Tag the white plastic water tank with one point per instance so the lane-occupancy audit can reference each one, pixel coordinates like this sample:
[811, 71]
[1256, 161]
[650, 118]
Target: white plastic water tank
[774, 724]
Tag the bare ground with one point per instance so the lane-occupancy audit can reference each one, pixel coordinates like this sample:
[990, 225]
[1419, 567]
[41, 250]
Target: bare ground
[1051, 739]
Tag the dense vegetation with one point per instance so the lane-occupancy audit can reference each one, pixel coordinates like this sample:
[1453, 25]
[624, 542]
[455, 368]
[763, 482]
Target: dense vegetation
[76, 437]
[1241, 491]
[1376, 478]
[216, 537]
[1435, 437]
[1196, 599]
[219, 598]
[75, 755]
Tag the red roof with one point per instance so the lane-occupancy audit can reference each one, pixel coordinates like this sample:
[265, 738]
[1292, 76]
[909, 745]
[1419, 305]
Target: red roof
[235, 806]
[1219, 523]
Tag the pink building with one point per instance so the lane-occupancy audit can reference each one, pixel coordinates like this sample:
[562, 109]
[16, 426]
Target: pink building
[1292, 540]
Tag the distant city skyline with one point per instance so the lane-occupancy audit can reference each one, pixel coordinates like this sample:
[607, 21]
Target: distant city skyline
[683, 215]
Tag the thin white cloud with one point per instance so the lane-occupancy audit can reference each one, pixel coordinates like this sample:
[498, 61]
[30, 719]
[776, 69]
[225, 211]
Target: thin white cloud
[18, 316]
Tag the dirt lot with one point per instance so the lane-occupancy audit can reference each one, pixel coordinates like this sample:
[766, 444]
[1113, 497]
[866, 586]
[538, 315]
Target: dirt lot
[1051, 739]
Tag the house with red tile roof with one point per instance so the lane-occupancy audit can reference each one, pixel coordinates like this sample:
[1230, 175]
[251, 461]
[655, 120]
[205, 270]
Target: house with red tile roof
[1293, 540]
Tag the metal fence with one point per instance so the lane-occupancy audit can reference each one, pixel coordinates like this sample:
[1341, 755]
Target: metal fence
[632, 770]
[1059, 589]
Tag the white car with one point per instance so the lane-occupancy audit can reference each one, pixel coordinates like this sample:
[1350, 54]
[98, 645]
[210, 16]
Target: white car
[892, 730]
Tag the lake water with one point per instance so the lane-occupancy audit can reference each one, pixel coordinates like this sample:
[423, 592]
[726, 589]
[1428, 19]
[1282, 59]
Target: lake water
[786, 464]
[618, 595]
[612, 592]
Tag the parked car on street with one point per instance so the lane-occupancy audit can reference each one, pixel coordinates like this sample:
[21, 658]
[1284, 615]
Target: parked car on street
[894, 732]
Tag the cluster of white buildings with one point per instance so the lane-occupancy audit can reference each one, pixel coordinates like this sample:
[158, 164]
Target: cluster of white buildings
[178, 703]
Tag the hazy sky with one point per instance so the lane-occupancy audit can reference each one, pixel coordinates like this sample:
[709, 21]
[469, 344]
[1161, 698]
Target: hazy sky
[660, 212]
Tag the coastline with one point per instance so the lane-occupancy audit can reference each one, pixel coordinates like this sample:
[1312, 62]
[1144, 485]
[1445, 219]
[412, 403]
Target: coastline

_Your objective_:
Lines containing the word "coastline" are to be located in the entries and copied.

_Task response_:
Tag the coastline with one point per instance so the lane-occupancy audit can reference each one, pixel coordinates like this sample:
Target: coastline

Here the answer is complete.